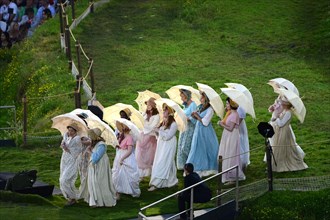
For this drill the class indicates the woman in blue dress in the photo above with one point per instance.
(185, 137)
(205, 144)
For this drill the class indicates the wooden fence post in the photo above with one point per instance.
(77, 97)
(73, 12)
(91, 6)
(59, 6)
(24, 121)
(91, 73)
(68, 45)
(219, 181)
(78, 58)
(269, 165)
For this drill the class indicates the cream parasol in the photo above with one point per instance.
(179, 115)
(283, 83)
(111, 113)
(174, 94)
(143, 97)
(298, 106)
(135, 132)
(214, 98)
(61, 122)
(241, 99)
(94, 121)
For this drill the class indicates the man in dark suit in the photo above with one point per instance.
(202, 193)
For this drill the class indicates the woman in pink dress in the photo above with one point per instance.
(147, 143)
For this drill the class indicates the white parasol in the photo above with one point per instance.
(143, 97)
(111, 114)
(298, 106)
(241, 88)
(174, 94)
(283, 83)
(61, 122)
(241, 99)
(135, 132)
(179, 115)
(94, 121)
(214, 98)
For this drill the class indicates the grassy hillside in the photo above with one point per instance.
(138, 45)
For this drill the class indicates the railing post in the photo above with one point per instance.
(269, 165)
(77, 97)
(218, 202)
(59, 6)
(24, 120)
(73, 12)
(91, 7)
(91, 73)
(78, 58)
(68, 45)
(191, 204)
(237, 188)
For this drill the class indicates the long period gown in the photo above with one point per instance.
(146, 145)
(244, 139)
(69, 167)
(126, 176)
(83, 161)
(288, 155)
(185, 137)
(100, 184)
(230, 150)
(164, 170)
(204, 146)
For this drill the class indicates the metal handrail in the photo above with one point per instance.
(140, 214)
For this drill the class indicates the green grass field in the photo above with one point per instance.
(138, 45)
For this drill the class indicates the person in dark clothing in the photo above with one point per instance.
(202, 193)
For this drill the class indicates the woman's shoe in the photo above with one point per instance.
(71, 202)
(229, 183)
(152, 188)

+===+

* To do *
With the line containing "For this drill the class indicates the grassy" as the first, output each line through the final line of the entries above, exactly.

* Response area *
For this drill the class indicates the grassy hillside in the photo above with one point per instance.
(138, 45)
For this drill the class indicates the railing post in the photo above with one point per instance.
(269, 165)
(77, 97)
(218, 202)
(59, 6)
(24, 120)
(73, 12)
(91, 7)
(91, 73)
(78, 58)
(68, 45)
(191, 204)
(237, 188)
For this drill the class indicates the long period gown in the photo above with one point per instance.
(146, 145)
(244, 139)
(69, 167)
(126, 176)
(83, 161)
(288, 155)
(185, 137)
(100, 184)
(230, 150)
(164, 170)
(204, 146)
For this drill the class indicates the metal handrail in the photo above with one point per instance.
(140, 214)
For this drill the class indicates the green grass field in the photo above with one point per instance.
(138, 45)
For this drill the class indicates the person in dark clothing in the photo above with one point per instance.
(202, 193)
For this drill the class indicates the woman's shoe in the photo above with one point per instance.
(71, 202)
(229, 183)
(152, 188)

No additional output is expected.